* [EXERCISE GOAL]:
Retype the argument about computers, value, and record labels word for word, keeping every line in its original order.

* [PAGE TEXT]:
* START *

Just because the transactions are done in computers instead of at a cash register / teller window doesn't change anything. The accounting is exactly the same.
There's an infinite amount of both once you put them into a computer; and the law of supply and demand says that whenever you have an infinite amount of something it's price WILL descend to zero. Stuff in computers is imaginary- it has no more "reality" than a thought. When everything is in computers, nothing will have any value. The United States Dollar ceased to have any REAL value the day they disconnected it from the Gold Standard and started counterfieting it instead- and the same with the rest of the world's currencies. Inflation will continue to erode it's value until it is zero- that's the law of supply and demand at work.
People who write stuff like this don't understand the value of marketing in a company,
Or rather, we consider marketing to be an ecconomically negative activity that destroys efficiency and allows inferior products to outmarket superior products.
and don't understand business in general.
That statement I'll agree with. Why should I trade for something I can do myself?
If a programmer writes the most kick-ass game in the world, and nobody's heard of it, he's not going to sell any copies.
True- but that's where you hand out a lower quality version to friends and then charge for the high quality version. Why should I pay for marketing I can do myself?
A successful business requires a lot of cooperation between a lot of people.
A faith-based idea if I ever saw one. Why does a successfull business need to be any more than a single individual, if technology replaces everybody else?
This argument that only the musicians deserve to get paid is nonsense.
Then prove it's nonsense, instead of making faith-based assertions.
The internet may streamline this process, but in the end, people aren't going to search through thousands of band's websites to find music they like.
True- instead they're going to get it from the broadcasters, just like they always have. No need for a recording company there if you've got a friend who is a DJ with a listening audience, or better yet, ARE a podcaster with a listening audience.
That's what record labels do for them, for better or worse.
If that's all record labels do, then they need to get a new gig- perhaps actually CREATING something of VALUE instead of just faking it?

* END *

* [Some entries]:

* START *

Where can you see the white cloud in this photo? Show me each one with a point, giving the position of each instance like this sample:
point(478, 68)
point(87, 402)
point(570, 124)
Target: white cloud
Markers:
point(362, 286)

* END *

* [EXPECTED OUTPUT]:
Just because the transactions are done in computers instead of at a cash register / teller window doesn't change anything. The accounting is exactly the same.
There's an infinite amount of both once you put them into a computer; and the law of supply and demand says that whenever you have an infinite amount of something it's price WILL descend to zero. Stuff in computers is imaginary- it has no more "reality" than a thought. When everything is in computers, nothing will have any value. The United States Dollar ceased to have any REAL value the day they disconnected it from the Gold Standard and started counterfieting it instead- and the same with the rest of the world's currencies. Inflation will continue to erode it's value until it is zero- that's the law of supply and demand at work.
People who write stuff like this don't understand the value of marketing in a company,
Or rather, we consider marketing to be an ecconomically negative activity that destroys efficiency and allows inferior products to outmarket superior products.
and don't understand business in general.
That statement I'll agree with. Why should I trade for something I can do myself?
If a programmer writes the most kick-ass game in the world, and nobody's heard of it, he's not going to sell any copies.
True- but that's where you hand out a lower quality version to friends and then charge for the high quality version. Why should I pay for marketing I can do myself?
A successful business requires a lot of cooperation between a lot of people.
A faith-based idea if I ever saw one. Why does a successfull business need to be any more than a single individual, if technology replaces everybody else?
This argument that only the musicians deserve to get paid is nonsense.
Then prove it's nonsense, instead of making faith-based assertions.
The internet may streamline this process, but in the end, people aren't going to search through thousands of band's websites to find music they like.
True- instead they're going to get it from the broadcasters, just like they always have. No need for a recording company there if you've got a friend who is a DJ with a listening audience, or better yet, ARE a podcaster with a listening audience.
That's what record labels do for them, for better or worse.
If that's all record labels do, then they need to get a new gig- perhaps actually CREATING something of VALUE instead of just faking it?